[Data entries]

_ _ _ _ _

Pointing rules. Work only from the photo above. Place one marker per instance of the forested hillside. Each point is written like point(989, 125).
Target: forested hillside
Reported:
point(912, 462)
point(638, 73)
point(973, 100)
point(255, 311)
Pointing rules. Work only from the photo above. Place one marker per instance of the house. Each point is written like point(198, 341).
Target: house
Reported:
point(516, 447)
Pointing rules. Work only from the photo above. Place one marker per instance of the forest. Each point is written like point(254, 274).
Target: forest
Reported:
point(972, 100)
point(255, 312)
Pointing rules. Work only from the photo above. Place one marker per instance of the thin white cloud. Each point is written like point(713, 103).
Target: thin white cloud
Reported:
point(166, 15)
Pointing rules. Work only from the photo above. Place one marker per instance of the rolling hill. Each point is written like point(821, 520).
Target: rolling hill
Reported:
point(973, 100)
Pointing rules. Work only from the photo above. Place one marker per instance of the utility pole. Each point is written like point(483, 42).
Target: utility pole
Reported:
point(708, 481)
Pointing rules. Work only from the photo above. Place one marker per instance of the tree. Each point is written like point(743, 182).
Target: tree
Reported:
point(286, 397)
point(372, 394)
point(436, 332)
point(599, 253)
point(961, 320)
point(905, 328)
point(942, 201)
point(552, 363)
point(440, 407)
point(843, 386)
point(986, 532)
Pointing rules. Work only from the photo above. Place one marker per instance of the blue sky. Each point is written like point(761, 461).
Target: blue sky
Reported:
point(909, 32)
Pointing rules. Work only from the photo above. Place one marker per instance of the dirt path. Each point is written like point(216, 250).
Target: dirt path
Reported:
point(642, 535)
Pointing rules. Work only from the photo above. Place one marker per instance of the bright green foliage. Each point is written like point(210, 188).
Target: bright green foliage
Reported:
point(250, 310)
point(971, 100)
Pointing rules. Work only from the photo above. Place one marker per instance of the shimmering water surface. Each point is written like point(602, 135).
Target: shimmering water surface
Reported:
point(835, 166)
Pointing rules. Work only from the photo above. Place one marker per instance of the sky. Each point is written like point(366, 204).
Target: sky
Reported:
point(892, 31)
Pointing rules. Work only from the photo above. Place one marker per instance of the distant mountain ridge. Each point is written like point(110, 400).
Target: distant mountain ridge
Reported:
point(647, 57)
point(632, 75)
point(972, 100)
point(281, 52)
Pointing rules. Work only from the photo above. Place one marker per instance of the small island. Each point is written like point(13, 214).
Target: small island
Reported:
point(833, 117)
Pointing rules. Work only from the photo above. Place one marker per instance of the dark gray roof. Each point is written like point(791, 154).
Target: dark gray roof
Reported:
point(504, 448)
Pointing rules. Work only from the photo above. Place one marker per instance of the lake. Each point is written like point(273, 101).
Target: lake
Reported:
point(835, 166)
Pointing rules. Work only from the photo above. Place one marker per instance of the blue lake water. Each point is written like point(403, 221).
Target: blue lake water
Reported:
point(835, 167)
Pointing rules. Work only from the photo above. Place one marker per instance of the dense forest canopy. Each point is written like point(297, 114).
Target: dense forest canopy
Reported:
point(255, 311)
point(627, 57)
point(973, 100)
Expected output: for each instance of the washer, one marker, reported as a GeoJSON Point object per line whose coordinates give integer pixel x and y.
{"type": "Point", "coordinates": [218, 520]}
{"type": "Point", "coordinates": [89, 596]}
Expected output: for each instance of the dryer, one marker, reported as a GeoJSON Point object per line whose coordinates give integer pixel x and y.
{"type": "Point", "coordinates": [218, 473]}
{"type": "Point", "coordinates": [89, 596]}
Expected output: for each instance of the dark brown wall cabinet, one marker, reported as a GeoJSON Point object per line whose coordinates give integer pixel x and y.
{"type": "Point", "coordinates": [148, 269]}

_ _ _ _ _

### Given request
Update the items above by replacing each "instance" with "occurrence", and keep every other part of them the same.

### Reply to the task
Pointing rules. Work only from the photo above. Place one marker per occurrence of the forested hillside. Each point is written like point(989, 125).
Target: forested hillside
Reported:
point(912, 462)
point(638, 73)
point(973, 100)
point(255, 311)
Pointing rules. Work only from the photo above. Place one marker per occurrence of the house. Each point is written like point(198, 341).
Target: house
Reported:
point(516, 447)
Pointing rules. Work only from the photo above. Place one marker per occurrence of the forest. Each point is written like point(254, 274).
Target: forest
Reported:
point(972, 100)
point(255, 312)
Pointing rules. Work only from the photo above. Place one marker per occurrence of the thin white cloud. Each point is written like point(713, 103).
Target: thin white cloud
Reported:
point(166, 15)
Pointing rules. Work only from the photo above. Place one marker per occurrence of the rolling hill. Each point is written like point(821, 520).
Target: rolling hill
Reported:
point(973, 100)
Pointing rules. Work only from the photo above. Place one marker per occurrence of the utility pole. Each point is written like point(483, 42).
Target: utility pole
Reported:
point(708, 481)
Pointing rules. Work only from the photo above. Place one marker per occurrence of the tree. Each point is written like point(743, 182).
Target: tree
Reported:
point(286, 397)
point(372, 394)
point(436, 332)
point(599, 253)
point(961, 320)
point(905, 328)
point(942, 201)
point(552, 363)
point(440, 407)
point(843, 386)
point(986, 532)
Pointing rules. Work only from the photo above. Place one marker per occurrence of the blue sky. Each point is written like point(761, 461).
Target: blue sky
Reported:
point(909, 32)
Pointing rules. Work only from the photo above. Place one marker per occurrence of the dirt path. Each point is written like point(216, 250).
Target: dirt path
Reported:
point(642, 535)
Pointing rules. Work only from the photo above. Place one marker per occurrence of the bright green foliage. Each point is written like point(210, 188).
Target: bright green foliage
Reported:
point(250, 310)
point(971, 100)
Pointing rules. Work only from the photo above. Place one marker per occurrence of the shimmering water surface. Each point is written like point(602, 135).
Target: shimmering water surface
Reported:
point(835, 166)
Pointing rules. Work only from the photo above. Place one marker per occurrence of the sky. Each point is written like point(366, 204).
Target: sky
Reported:
point(892, 31)
Pointing rules. Work only from the photo above. Place one marker per occurrence of the distant mountain ridge. Each point is written like point(110, 400).
Target: distant mountain ridge
Reported:
point(647, 57)
point(632, 75)
point(972, 100)
point(281, 52)
Pointing rules. Work only from the photo above. Place one marker per occurrence of the small island. Each point is written like point(13, 214).
Target: small island
Reported:
point(833, 117)
Pointing rules. Work only from the photo above. Place one marker per occurrence of the dark gray roof. Each point is written like point(791, 154).
Target: dark gray roof
Reported:
point(504, 448)
Pointing rules. Work only from the photo above. Place one marker per occurrence of the lake. Each point is written like point(273, 101).
Target: lake
Reported:
point(835, 166)
Pointing rules. Work only from the photo above. Place one marker per occurrence of the blue lake water. Each point is written like point(403, 221).
Target: blue lake water
Reported:
point(835, 167)
Pointing rules. Work only from the photo above. Place one marker per occurrence of the dense forest canopy. Each point is written like point(297, 114).
Target: dense forest canopy
Reported:
point(255, 311)
point(627, 57)
point(973, 100)
Expected output: for each occurrence of the washer, one marker, reported as a GeoJSON Point object per line whose coordinates give integer pixel x and y.
{"type": "Point", "coordinates": [218, 520]}
{"type": "Point", "coordinates": [89, 596]}
Expected output: for each occurrence of the dryer, one marker, reported as a GeoJSON Point object per line whose coordinates give integer pixel x and y.
{"type": "Point", "coordinates": [218, 473]}
{"type": "Point", "coordinates": [89, 596]}
Expected output: for each occurrence of the dark brown wall cabinet, one marker, reported as a GeoJSON Point object per line whose coordinates give integer pixel x and y.
{"type": "Point", "coordinates": [148, 269]}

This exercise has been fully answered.